### Prompt:
The lines below should be written out again in full, exactly as they are.

[Opening Study material section]

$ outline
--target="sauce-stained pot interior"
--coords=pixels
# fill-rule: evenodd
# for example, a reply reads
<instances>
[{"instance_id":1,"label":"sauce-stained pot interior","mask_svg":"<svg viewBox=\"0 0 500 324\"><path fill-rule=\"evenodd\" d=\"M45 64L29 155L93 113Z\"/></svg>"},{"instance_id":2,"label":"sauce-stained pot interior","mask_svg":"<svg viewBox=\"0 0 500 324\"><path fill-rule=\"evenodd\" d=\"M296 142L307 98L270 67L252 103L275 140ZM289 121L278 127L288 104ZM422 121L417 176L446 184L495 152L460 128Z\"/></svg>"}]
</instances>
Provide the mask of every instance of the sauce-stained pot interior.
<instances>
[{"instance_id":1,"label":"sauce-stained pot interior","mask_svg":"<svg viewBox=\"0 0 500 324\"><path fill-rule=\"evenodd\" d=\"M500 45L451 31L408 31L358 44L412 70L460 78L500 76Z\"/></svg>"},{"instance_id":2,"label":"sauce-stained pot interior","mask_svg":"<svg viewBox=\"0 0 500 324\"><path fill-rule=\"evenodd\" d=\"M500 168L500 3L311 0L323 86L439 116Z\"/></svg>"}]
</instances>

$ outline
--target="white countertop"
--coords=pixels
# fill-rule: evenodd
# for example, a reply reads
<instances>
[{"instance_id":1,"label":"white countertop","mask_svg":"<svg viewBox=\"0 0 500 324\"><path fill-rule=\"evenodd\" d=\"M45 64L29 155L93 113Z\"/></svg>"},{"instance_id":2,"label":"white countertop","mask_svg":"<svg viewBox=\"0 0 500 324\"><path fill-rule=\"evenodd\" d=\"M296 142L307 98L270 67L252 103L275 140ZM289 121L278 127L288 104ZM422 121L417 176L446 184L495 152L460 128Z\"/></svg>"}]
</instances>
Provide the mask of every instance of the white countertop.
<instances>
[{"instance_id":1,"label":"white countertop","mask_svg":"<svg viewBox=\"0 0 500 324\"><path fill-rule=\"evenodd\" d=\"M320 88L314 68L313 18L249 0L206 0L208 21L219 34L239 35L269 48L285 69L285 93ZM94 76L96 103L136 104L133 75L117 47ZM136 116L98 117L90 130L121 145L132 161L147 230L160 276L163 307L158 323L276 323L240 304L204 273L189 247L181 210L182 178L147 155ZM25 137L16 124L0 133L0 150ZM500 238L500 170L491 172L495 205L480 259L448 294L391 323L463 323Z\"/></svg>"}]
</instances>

[Closing Study material section]

### Solution for this task:
$ outline
--target="sauce-stained pot interior"
--coords=pixels
# fill-rule: evenodd
# for example, a reply reads
<instances>
[{"instance_id":1,"label":"sauce-stained pot interior","mask_svg":"<svg viewBox=\"0 0 500 324\"><path fill-rule=\"evenodd\" d=\"M45 64L29 155L93 113Z\"/></svg>"},{"instance_id":2,"label":"sauce-stained pot interior","mask_svg":"<svg viewBox=\"0 0 500 324\"><path fill-rule=\"evenodd\" d=\"M296 142L307 98L270 67L252 103L275 140ZM289 121L278 127L288 104ZM422 121L417 176L446 184L495 152L460 128Z\"/></svg>"}]
</instances>
Provide the mask of every instance of the sauce-stained pot interior.
<instances>
[{"instance_id":1,"label":"sauce-stained pot interior","mask_svg":"<svg viewBox=\"0 0 500 324\"><path fill-rule=\"evenodd\" d=\"M500 45L451 31L408 31L358 44L412 70L460 78L500 76Z\"/></svg>"},{"instance_id":2,"label":"sauce-stained pot interior","mask_svg":"<svg viewBox=\"0 0 500 324\"><path fill-rule=\"evenodd\" d=\"M500 168L500 3L311 0L323 86L439 116Z\"/></svg>"}]
</instances>

$ outline
--target="white countertop"
--coords=pixels
# fill-rule: evenodd
# for example, a reply reads
<instances>
[{"instance_id":1,"label":"white countertop","mask_svg":"<svg viewBox=\"0 0 500 324\"><path fill-rule=\"evenodd\" d=\"M45 64L29 155L93 113Z\"/></svg>"},{"instance_id":2,"label":"white countertop","mask_svg":"<svg viewBox=\"0 0 500 324\"><path fill-rule=\"evenodd\" d=\"M296 142L307 98L270 67L252 103L275 140ZM289 121L278 127L288 104ZM422 121L417 176L446 184L495 152L460 128Z\"/></svg>"}]
</instances>
Provide the mask of every instance of the white countertop.
<instances>
[{"instance_id":1,"label":"white countertop","mask_svg":"<svg viewBox=\"0 0 500 324\"><path fill-rule=\"evenodd\" d=\"M320 88L314 68L313 18L249 0L206 0L208 21L219 34L239 35L269 48L285 69L285 93ZM94 76L96 103L136 104L133 75L117 47ZM136 116L98 117L90 130L121 145L132 161L147 230L160 276L163 307L158 323L276 323L240 304L204 273L189 247L181 210L182 178L147 155ZM25 137L16 124L0 133L0 150ZM500 238L500 170L491 172L495 205L480 259L448 294L391 323L463 323Z\"/></svg>"}]
</instances>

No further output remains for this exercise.